Exclude the pictures, then copy all remaining records exactly.

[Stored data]
+--

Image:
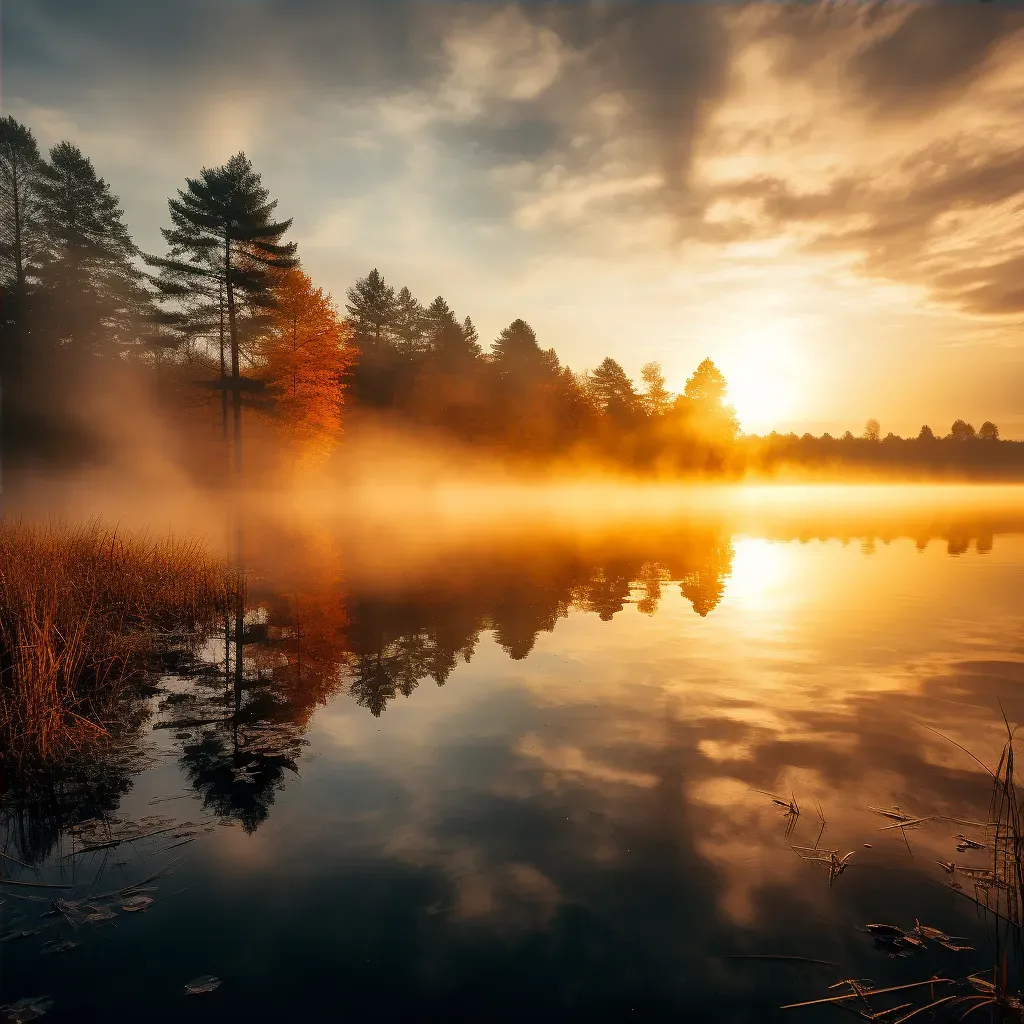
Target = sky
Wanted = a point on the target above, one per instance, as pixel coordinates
(828, 201)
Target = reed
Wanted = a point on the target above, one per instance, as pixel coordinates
(82, 608)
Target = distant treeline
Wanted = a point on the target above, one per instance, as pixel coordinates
(226, 328)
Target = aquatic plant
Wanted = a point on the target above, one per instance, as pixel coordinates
(82, 607)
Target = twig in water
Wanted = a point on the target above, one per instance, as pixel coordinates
(778, 956)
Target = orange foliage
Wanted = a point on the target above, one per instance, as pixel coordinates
(303, 361)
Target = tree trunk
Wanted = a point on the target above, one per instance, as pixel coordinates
(223, 374)
(233, 330)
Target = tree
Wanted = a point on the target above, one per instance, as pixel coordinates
(408, 322)
(704, 403)
(516, 354)
(451, 347)
(655, 398)
(304, 357)
(613, 390)
(94, 298)
(20, 167)
(372, 310)
(707, 385)
(223, 233)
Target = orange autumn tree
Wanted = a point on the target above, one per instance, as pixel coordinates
(303, 358)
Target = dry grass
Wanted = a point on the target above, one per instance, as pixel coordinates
(81, 609)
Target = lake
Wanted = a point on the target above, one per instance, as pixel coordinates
(548, 771)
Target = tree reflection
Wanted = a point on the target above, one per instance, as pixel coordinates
(240, 714)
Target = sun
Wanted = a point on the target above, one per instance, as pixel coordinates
(764, 373)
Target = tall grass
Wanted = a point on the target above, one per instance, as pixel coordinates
(81, 609)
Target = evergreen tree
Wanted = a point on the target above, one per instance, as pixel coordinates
(372, 310)
(93, 292)
(20, 167)
(19, 250)
(450, 346)
(470, 333)
(517, 355)
(704, 404)
(962, 431)
(707, 385)
(222, 233)
(613, 390)
(408, 322)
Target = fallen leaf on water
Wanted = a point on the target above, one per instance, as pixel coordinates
(203, 984)
(58, 946)
(97, 914)
(26, 1010)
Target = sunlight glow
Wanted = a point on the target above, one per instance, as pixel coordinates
(764, 374)
(760, 569)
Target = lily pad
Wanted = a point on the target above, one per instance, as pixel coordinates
(26, 1010)
(203, 984)
(136, 903)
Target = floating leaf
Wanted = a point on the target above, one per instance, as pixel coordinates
(26, 1010)
(203, 984)
(58, 946)
(97, 914)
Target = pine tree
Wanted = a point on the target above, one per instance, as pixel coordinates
(304, 357)
(372, 310)
(450, 345)
(19, 250)
(93, 292)
(655, 397)
(20, 167)
(707, 385)
(408, 323)
(613, 390)
(516, 354)
(223, 235)
(705, 404)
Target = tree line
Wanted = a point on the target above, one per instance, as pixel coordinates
(227, 324)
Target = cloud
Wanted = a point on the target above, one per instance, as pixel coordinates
(597, 168)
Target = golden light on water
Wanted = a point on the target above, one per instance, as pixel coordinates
(760, 569)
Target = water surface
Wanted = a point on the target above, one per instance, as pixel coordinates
(538, 779)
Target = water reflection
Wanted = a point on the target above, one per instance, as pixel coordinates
(574, 792)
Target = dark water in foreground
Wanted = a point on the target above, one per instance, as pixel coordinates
(536, 785)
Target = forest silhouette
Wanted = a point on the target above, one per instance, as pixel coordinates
(224, 328)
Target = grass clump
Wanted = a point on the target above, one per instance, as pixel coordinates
(82, 607)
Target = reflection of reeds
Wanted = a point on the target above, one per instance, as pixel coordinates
(80, 608)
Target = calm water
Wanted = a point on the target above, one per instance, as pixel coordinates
(537, 780)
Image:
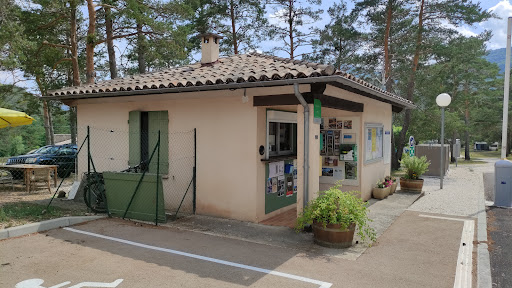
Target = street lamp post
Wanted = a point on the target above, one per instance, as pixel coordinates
(442, 101)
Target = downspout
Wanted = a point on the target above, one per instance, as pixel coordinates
(306, 143)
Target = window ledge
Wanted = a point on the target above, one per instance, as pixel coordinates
(279, 158)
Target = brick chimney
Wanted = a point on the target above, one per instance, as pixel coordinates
(209, 47)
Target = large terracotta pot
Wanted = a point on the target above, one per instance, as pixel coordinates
(331, 236)
(409, 185)
(393, 187)
(381, 193)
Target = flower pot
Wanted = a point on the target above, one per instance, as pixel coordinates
(332, 236)
(381, 193)
(409, 185)
(393, 187)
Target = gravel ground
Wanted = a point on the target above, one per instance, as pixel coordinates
(463, 187)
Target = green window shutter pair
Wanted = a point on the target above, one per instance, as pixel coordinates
(157, 120)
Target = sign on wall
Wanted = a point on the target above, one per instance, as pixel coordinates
(374, 136)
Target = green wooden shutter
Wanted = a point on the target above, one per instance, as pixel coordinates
(134, 138)
(159, 120)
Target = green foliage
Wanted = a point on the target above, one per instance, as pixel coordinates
(414, 167)
(28, 212)
(336, 207)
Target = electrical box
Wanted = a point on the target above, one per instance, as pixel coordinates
(503, 183)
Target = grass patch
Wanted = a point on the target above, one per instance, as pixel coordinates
(22, 213)
(469, 162)
(485, 154)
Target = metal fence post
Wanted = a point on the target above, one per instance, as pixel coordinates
(157, 177)
(194, 172)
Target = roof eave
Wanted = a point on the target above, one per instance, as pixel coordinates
(258, 84)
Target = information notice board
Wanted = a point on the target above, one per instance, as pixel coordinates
(374, 146)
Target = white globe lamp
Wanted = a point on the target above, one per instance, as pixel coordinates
(442, 101)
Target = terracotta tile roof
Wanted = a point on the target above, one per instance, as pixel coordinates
(253, 67)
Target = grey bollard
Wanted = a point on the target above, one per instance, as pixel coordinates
(503, 183)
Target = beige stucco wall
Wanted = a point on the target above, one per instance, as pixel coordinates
(374, 112)
(230, 173)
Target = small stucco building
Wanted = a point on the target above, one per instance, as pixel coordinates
(271, 132)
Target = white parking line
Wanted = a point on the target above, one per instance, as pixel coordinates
(463, 276)
(204, 258)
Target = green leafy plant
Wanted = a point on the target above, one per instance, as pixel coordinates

+--

*Solution below*
Image:
Target = sky
Wanted = a point on the target above, one per instance, as pixel coordinates
(828, 201)
Target = reed
Wanted = a point on the target above, one per instance, as pixel coordinates
(82, 608)
Target = distant treeline
Wanted = a point on the target above, one per instance, as pixel coordinates
(226, 328)
Target = aquatic plant
Wanted = a point on the target above, one per instance, as pixel coordinates
(82, 607)
Target = twig in water
Wanted = a point on the target above, one per instance, as pixel coordinates
(778, 956)
Target = orange foliage
Wanted = a point on the target above, one per instance, as pixel coordinates
(303, 361)
Target = tree trunk
Wanted = a point on the target above, one per instance, as pixel coordinates
(223, 374)
(233, 330)
Target = tree
Wanted = a point on the target above, one per instance, as pixel coordinates
(408, 322)
(704, 403)
(516, 354)
(451, 347)
(655, 398)
(304, 357)
(613, 390)
(94, 298)
(20, 167)
(372, 310)
(707, 385)
(223, 233)
Target = orange autumn tree
Wanted = a point on the target above, one per instance, as pixel coordinates
(303, 358)
Target = dry grass
Wanted = a point on the target above, one per instance, as pixel coordinates
(81, 609)
Target = lake
Wanted = a point on the target above, one per instance, as pixel coordinates
(548, 771)
Target = tree reflection
Wanted = a point on the target above, one per instance, as pixel coordinates
(240, 714)
Target = sun
Wanted = a point on the target above, one per instance, as pixel coordinates
(764, 373)
Target = tall grass
Wanted = a point on the target above, one per instance, as pixel coordinates
(81, 609)
Target = evergreen tree
Wanted = a point on the target above, one per instance, as pixel coordinates
(372, 310)
(93, 292)
(20, 167)
(19, 250)
(450, 346)
(470, 333)
(517, 355)
(704, 404)
(962, 431)
(707, 385)
(222, 233)
(613, 390)
(408, 322)
Target = fallen leaf on water
Wanted = a point on the target above, one per instance, as pixel coordinates
(203, 984)
(58, 946)
(97, 914)
(26, 1010)
Target = sunlight glow
Wanted = a point on the target above, one per instance, as pixel coordinates
(764, 374)
(760, 569)
Target = lily pad
Wanted = a point on the target above, one per instance, as pixel coordinates
(26, 1010)
(203, 984)
(136, 903)
Target = floating leaf
Wanted = a point on the target above, one per instance, as pixel coordinates
(26, 1010)
(203, 984)
(58, 946)
(97, 914)
Target = pine tree
Wanted = a point on the target above, one per instance, as pixel coordinates
(304, 357)
(372, 310)
(450, 345)
(19, 250)
(93, 292)
(655, 397)
(20, 167)
(707, 385)
(408, 323)
(613, 390)
(516, 354)
(223, 235)
(705, 404)
Target = tree line
Wanted = a point on the target above, one per instance, as pixel coordinates
(227, 324)
Target = cloud
Wanted = a point on the target above, one per instance, as pixel coordinates
(597, 168)
Target = golden light on water
Wanted = a point on the target above, one per instance, as pixel coordinates
(760, 569)
Target = water surface
Wanted = a point on the target above, one per instance, as pixel coordinates
(538, 779)
Target = water reflection
Wanted = a point on the target above, one per instance, as pixel coordinates
(574, 792)
Target = dark water in foreground
Wanted = a point on the target above, one per instance, as pixel coordinates
(536, 785)
Target = forest silhouette
Wanted = a point on the target above, one per instance, as pixel coordinates
(224, 328)
Target = grass clump
Wanted = a point on the target above, one per instance, as pixel coordinates
(82, 607)
Target = reflection of reeds
Wanted = a point on the target above, one per instance, as pixel coordinates
(80, 608)
Target = calm water
Wanted = a point on the target above, one per instance, as pixel coordinates
(537, 780)
Image:
Target = street lamp post
Wanted = a point on the target above, one per instance, as pixel coordinates
(442, 101)
Target = downspout
Wanted = a point on the target above, one per instance, as pixel coordinates
(306, 143)
Target = window ledge
Wanted = a point on the target above, one per instance, as pixel coordinates
(279, 158)
Target = brick chimney
Wanted = a point on the target above, one per instance, as pixel coordinates
(209, 47)
Target = large terracotta pot
Wanted = a point on the target above, one per instance, as pixel coordinates
(331, 236)
(409, 185)
(393, 187)
(381, 193)
Target = flower pot
Wanted = a point on the target above, one per instance, as pixel coordinates
(332, 236)
(381, 193)
(409, 185)
(393, 187)
Target = gravel ground
Wanted = a point on the target above, one per instance, as pixel coordinates
(463, 187)
Target = green window shutter pair
Wanted = a point on the target above, one per instance, as pixel coordinates
(157, 120)
Target = sign on wall
Wanted = a point on the target above, one per instance, as pixel coordinates
(374, 136)
Target = green wooden shutter
Wanted = a point on the target above, one per instance, as pixel coordinates
(134, 138)
(159, 120)
Target = green foliage
Wanted = a point on the target above, one per instance, as pixel coordinates
(414, 167)
(28, 212)
(336, 207)
Target = electrical box
Wanted = a point on the target above, one per instance, as pixel coordinates
(503, 183)
Target = grass patch
Wanted = a point on the target above, one per instance, as pixel coordinates
(22, 213)
(469, 162)
(485, 154)
Target = metal fence post
Wanted = a point on the target above, one per instance, as pixel coordinates
(157, 177)
(194, 172)
Target = roof eave
Wanted = a point on the target above, one per instance, as pixel coordinates
(258, 84)
Target = information notice board
Wanted = a point on the target above, one per instance, as pixel coordinates
(374, 146)
Target = white globe lamp
Wanted = a point on the target above, one per instance, as pixel coordinates
(442, 101)
Target = terracotta tile roof
Wanted = a point on the target above, one per instance, as pixel coordinates
(253, 67)
Target = grey bollard
Wanted = a point on the target above, one per instance, as pixel coordinates
(503, 183)
Target = beige stucco wall
Wanted = a point on the target above, one per instance, as pixel coordinates
(374, 112)
(230, 173)
Target = small stucco building
Wanted = a point on the target above, one per instance, as pixel coordinates
(271, 132)
Target = white parking line
Wanted = a point on the target above, one per instance, as pixel coordinates
(463, 276)
(204, 258)
Target = green leafy plant
Wanted = a point on the target above, one per instance, as pixel coordinates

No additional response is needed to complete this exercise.